» ASSIGNED TASK: Only one stretch of the data below is wanted: the lines starting at the one with "Every instance of the a-frame" and ending at the one with "Every instance of the white cloud", both included, given again exactly.

### DATA SHOWN ###

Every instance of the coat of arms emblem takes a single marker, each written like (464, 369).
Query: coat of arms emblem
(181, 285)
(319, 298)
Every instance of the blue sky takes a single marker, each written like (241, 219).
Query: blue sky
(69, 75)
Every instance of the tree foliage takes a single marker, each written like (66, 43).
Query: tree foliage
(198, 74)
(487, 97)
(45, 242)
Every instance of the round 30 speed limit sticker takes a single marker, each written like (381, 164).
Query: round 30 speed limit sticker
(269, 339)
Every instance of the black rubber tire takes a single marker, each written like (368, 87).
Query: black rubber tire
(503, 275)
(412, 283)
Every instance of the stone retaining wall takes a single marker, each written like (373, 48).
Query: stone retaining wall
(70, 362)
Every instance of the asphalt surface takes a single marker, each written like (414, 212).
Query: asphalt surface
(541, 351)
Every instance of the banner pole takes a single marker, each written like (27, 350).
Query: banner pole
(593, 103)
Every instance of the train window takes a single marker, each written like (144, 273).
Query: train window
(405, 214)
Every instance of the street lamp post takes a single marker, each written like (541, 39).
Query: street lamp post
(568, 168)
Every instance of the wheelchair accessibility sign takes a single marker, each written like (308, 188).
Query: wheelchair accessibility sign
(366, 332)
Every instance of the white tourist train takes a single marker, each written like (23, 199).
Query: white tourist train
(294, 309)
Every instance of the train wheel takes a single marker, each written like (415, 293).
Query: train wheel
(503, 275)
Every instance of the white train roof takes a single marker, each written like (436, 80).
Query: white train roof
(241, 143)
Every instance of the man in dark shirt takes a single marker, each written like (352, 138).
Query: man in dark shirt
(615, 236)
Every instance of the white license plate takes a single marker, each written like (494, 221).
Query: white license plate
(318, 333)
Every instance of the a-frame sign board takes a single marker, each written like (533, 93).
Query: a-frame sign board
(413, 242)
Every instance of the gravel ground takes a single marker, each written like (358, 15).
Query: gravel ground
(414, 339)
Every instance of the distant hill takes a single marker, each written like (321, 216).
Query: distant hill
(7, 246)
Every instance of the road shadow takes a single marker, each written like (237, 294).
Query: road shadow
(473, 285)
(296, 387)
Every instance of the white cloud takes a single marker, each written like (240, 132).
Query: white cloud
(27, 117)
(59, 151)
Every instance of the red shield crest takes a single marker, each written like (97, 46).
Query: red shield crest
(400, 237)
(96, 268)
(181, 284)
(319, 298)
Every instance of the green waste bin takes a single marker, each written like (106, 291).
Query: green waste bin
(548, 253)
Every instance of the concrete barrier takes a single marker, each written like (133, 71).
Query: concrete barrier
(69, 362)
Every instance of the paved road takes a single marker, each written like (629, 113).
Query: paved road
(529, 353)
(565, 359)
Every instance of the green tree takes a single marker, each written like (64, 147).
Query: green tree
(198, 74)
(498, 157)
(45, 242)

###

» ANSWER SPACE:
Every instance of the a-frame sign board takes a single marker, each written like (533, 93).
Query: a-frame sign board
(413, 242)
Every instance of the gravel ground takes a single marker, each written like (358, 15).
Query: gravel ground
(414, 339)
Every instance of the distant hill takes a single marker, each written like (321, 216).
Query: distant hill
(7, 246)
Every instance of the road shadow takes a single marker, each written like (237, 294).
Query: road shadow
(473, 285)
(296, 387)
Every instance of the white cloud takes a single marker, each written like (240, 132).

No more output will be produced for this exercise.